**Task list:**
1) In the 100 game problem, what integers may a player add to the running total in the original game?
2) Do these statements agree with the 100 game problem? Answer yes or no for each, and quote the deciding words. (a) Both players are assumed to play optimally. (b) desiredTotal may be as large as 500. (c) In Example 1, the first player to move can force a win.
3) Transcribe the part of the 100 game problem between "Input: maxChoosableInteger = 10, desiredTotal = 11" and "1 up to 10.", inclusive.

**Selected excerpt:**
In the "100 game" two players take turns adding, to a running total, any integer from 1 to 10. The player who first causes the running total to reach or exceed 100 wins.

What if we change the game so that players cannot re-use integers?

For example, two players might take turns drawing from a common pool of numbers from 1 to 15 without replacement until they reach a total >= 100.

Given two integers maxChoosableInteger and desiredTotal, return true if the first player to move can force a win, otherwise, return false. Assume both players play optimally.

 

Example 1:

Input: maxChoosableInteger = 10, desiredTotal = 11
Output: false
Explanation:
No matter which integer the first player choose, the first player will lose.
The first player can choose an integer from 1 up to 10.
If the first player choose 1, the second player can only choose integers from 2 up to 10.
The second player will win by choosing 10 and get a total = 11, which is >= desiredTotal.
Same with other integers chosen by the first player, the second player will always win.

Example 2:

Input: maxChoosableInteger = 10, desiredTotal = 0
Output: true

Example 3:

Input: maxChoosableInteger = 10, desiredTotal = 1
Output: true

 

Constraints:

  • 1 <= maxChoosableInteger <= 20
  • 0 <= desiredTotal <= 300

Solutions

Python3

class Solution:
    def canIWin(self, maxChoosableInteger: int, desiredTotal: int) -> bool:
        @cache
        def dfs(state, t):
            for i in range(1, maxChoosableInteger + 1):
                if (state >> i) & 1:
                    continue
                if t + i >= desiredTotal or not dfs(state | 1 << i, t + i):
                    return True
            return False

        s = (1 + maxChoosableInteger) * maxChoosableInteger // 2
        if s < desiredTotal:
            return False
        return dfs(0, 0)

**Record set:**

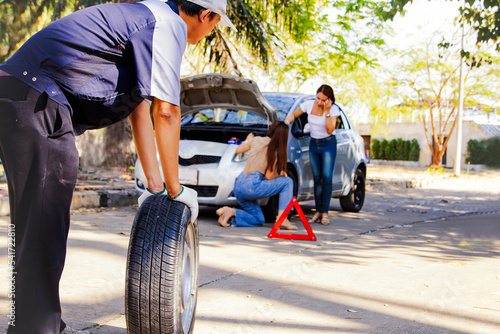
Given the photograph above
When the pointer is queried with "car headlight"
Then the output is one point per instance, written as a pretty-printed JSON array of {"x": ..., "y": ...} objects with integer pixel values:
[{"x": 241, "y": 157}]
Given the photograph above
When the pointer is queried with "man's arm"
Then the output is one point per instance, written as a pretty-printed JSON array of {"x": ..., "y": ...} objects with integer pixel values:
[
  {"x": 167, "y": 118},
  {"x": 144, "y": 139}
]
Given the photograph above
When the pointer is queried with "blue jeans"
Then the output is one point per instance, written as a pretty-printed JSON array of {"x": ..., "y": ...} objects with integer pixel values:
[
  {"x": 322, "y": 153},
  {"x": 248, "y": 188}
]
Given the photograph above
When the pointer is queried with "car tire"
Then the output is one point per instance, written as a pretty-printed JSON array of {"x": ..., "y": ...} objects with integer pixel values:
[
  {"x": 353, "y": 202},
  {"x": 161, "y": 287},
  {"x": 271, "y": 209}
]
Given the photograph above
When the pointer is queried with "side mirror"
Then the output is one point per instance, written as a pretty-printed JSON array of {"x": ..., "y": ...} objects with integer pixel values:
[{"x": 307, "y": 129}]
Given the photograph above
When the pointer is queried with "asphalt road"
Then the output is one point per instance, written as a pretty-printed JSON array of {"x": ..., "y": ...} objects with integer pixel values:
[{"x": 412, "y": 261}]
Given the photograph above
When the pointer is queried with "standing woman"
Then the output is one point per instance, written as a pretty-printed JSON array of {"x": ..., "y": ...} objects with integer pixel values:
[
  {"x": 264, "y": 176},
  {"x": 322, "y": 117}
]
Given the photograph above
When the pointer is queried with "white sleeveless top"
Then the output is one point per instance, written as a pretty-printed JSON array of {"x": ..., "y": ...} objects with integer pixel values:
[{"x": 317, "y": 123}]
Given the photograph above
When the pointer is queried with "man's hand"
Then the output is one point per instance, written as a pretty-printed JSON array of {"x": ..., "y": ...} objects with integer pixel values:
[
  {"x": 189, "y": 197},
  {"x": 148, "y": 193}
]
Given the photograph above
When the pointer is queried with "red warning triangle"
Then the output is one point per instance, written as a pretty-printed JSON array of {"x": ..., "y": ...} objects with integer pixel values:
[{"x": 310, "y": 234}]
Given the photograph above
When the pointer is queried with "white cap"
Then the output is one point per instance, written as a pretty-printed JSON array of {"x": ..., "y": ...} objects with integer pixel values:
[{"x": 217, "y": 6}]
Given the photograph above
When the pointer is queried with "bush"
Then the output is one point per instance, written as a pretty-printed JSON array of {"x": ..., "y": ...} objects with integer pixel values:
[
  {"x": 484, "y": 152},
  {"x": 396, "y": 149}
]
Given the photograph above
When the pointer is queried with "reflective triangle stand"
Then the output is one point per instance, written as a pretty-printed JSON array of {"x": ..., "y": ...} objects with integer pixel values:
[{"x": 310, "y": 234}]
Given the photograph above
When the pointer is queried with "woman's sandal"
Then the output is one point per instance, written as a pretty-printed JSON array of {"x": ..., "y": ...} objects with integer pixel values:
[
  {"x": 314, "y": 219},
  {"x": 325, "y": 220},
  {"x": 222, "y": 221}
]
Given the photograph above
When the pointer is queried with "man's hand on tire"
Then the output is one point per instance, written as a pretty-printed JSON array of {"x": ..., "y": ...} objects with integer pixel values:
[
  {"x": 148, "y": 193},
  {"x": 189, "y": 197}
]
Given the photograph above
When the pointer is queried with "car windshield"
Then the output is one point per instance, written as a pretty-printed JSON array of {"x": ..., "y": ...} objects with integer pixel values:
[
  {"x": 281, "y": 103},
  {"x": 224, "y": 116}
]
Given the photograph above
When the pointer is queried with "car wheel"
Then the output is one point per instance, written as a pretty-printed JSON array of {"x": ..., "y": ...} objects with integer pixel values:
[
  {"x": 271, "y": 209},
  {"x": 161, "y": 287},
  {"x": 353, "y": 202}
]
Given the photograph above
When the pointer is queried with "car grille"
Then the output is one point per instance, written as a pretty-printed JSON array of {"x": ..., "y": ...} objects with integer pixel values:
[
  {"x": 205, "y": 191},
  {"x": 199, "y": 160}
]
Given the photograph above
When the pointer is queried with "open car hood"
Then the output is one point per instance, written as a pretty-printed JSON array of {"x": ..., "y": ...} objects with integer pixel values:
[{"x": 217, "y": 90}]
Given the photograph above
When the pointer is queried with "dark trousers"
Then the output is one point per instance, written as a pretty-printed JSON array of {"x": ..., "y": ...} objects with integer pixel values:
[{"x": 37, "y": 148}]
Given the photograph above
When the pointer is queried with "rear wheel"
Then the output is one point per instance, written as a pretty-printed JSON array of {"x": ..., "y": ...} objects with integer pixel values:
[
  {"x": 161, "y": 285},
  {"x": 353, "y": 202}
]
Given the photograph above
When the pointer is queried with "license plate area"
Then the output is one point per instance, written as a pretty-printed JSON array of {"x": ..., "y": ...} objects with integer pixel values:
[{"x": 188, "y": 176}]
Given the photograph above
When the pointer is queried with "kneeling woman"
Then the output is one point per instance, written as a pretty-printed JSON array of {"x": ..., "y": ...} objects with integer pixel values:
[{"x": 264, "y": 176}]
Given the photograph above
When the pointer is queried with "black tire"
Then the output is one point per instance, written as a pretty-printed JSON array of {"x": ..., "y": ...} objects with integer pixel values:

**Answers to each task:**
1) Any integer from 1 to 10.

2)
(a) Yes: "Assume both players play optimally."
(b) No: "0 <= desiredTotal <= 300"
(c) No: "No matter which integer the first player choose, the first player will lose."

3)
Input: maxChoosableInteger = 10, desiredTotal = 11
Output: false
Explanation:
No matter which integer the first player choose, the first player will lose.
The first player can choose an integer from 1 up to 10.